● **Material to process**
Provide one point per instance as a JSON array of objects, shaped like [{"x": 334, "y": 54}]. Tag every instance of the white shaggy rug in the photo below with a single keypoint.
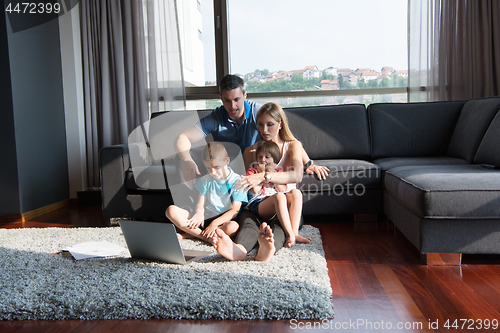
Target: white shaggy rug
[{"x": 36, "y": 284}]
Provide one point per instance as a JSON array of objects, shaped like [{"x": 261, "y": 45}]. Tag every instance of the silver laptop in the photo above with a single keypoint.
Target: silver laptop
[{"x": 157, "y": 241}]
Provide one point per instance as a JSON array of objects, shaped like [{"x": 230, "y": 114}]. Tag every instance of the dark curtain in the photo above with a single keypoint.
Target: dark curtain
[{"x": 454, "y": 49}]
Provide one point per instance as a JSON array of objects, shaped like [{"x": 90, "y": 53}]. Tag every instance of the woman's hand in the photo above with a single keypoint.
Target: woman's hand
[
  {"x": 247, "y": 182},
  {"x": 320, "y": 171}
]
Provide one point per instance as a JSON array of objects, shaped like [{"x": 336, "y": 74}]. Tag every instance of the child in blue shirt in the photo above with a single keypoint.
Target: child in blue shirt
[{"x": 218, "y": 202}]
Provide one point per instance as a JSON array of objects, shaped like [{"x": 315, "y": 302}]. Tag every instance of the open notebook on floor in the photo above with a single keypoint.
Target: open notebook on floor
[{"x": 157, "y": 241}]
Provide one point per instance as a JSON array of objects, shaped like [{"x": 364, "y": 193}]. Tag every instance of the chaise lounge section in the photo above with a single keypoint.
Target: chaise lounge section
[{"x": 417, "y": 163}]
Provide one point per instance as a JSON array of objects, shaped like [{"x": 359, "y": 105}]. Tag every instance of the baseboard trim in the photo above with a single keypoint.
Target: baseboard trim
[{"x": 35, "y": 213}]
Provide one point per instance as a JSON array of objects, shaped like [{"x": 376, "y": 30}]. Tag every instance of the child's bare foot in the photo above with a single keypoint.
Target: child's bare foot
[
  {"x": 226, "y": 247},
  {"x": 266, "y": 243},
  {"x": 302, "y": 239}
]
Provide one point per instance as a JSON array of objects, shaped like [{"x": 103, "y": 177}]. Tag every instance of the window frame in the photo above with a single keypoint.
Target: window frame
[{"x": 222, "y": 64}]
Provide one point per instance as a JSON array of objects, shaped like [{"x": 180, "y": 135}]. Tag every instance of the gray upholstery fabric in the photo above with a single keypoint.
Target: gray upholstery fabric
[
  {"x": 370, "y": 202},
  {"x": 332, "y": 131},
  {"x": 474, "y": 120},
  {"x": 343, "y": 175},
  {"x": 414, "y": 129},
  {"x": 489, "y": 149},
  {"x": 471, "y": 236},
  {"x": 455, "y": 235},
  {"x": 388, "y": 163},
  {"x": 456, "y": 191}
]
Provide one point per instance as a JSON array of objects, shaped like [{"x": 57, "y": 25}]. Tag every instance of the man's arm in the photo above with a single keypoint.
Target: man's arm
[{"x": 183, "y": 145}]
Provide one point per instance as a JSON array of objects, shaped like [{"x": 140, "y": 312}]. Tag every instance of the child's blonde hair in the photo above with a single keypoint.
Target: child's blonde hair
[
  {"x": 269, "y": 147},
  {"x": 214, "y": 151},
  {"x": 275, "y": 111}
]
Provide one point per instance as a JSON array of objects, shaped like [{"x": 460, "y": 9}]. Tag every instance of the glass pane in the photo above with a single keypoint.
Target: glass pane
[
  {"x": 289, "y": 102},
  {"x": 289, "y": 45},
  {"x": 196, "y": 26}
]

● **Exercise goal**
All records should be output exactly, with the pictures left out.

● **Problem solution**
Provide one point per instance as a JSON array of objects, shaped like [{"x": 334, "y": 54}]. Tag every instance of the white shaggy rug in the photo below with a single keypoint.
Target: white shaggy rug
[{"x": 36, "y": 284}]
Provide one point per instance as a JSON array of objects, shaped like [{"x": 261, "y": 45}]. Tag every instance of the silver laptop in the photo above with a single keypoint.
Target: silver laptop
[{"x": 157, "y": 241}]
Provide one point per instance as a JSON array of objects, shaped like [{"x": 230, "y": 114}]. Tag every instance of the dark curtain in the photo above with a single keypoint.
Target: dark curtain
[{"x": 454, "y": 49}]
Provide one point per instance as a JSON array of objects, shaped like [{"x": 90, "y": 53}]. Tag every instance of the woman's hand in the photo above with a single keypoint.
Target: woman's hand
[
  {"x": 247, "y": 182},
  {"x": 320, "y": 171}
]
Provide one point per instance as a JSON array of objects, shaped like [{"x": 336, "y": 74}]. Tag every instance of the child in blue shirt in the photo above with a single keypoint.
Target: child in blue shirt
[{"x": 218, "y": 202}]
Provide one point per instance as a JSON array of objects, shaped like [{"x": 315, "y": 302}]. Tag every instance of the open notebook on floor in the photo above with a single keypoint.
Target: open notebook on floor
[{"x": 157, "y": 241}]
Provide one point per instance as a JSON array of objects, shaped like [{"x": 364, "y": 193}]. Tag every instance of the chaise lounge section in the photo above with a single keypoint.
Target: chaise lounge section
[{"x": 417, "y": 163}]
Provide one point per instance as a JSON array of objects, shaped like [{"x": 359, "y": 105}]. Tag every instance of the baseboard trim in the photo above with a single keypoint.
Target: baseboard trim
[{"x": 35, "y": 213}]
Provide one point per instance as a JSON array of objects, shaped like [{"x": 376, "y": 30}]. Tag every instance of the child's bare foot in the photo above with a single keypoint.
Target: child's bare foot
[
  {"x": 226, "y": 247},
  {"x": 266, "y": 243},
  {"x": 302, "y": 239}
]
Provide one point per instance as a JSON array of objects, shaped like [{"x": 103, "y": 177}]. Tag every instance of the window frame in the photo above with a single keypoint.
Target: window frame
[{"x": 222, "y": 64}]
Provide one point per instance as a JSON array of objects, shaped like [{"x": 180, "y": 135}]. Tag every instance of the gray upholstery fabric in the photo above with a single keypoint.
Target: gray upholstery fabric
[
  {"x": 370, "y": 202},
  {"x": 332, "y": 131},
  {"x": 474, "y": 120},
  {"x": 343, "y": 175},
  {"x": 414, "y": 129},
  {"x": 489, "y": 149},
  {"x": 471, "y": 236},
  {"x": 455, "y": 235},
  {"x": 388, "y": 163},
  {"x": 456, "y": 191}
]
Provide one point per instance as a JSON array of objects, shaped like [{"x": 57, "y": 25}]. Tag every instance of the man's arm in the photo above with a single keypoint.
Target: man's arm
[{"x": 183, "y": 145}]
Provide one point per instance as a JSON array of objects, shaped like [{"x": 140, "y": 312}]. Tag every instance of the child's blonde hair in the photo above with a single keypoint.
Target: child's blonde hair
[
  {"x": 269, "y": 147},
  {"x": 214, "y": 151},
  {"x": 275, "y": 111}
]
Provide one point per instance as a JSON array of objects, shaped like [{"x": 460, "y": 9}]. Tag every instance of the glass pane in the photo above with a single keypoint.
Target: glass pane
[
  {"x": 289, "y": 102},
  {"x": 289, "y": 45},
  {"x": 196, "y": 26}
]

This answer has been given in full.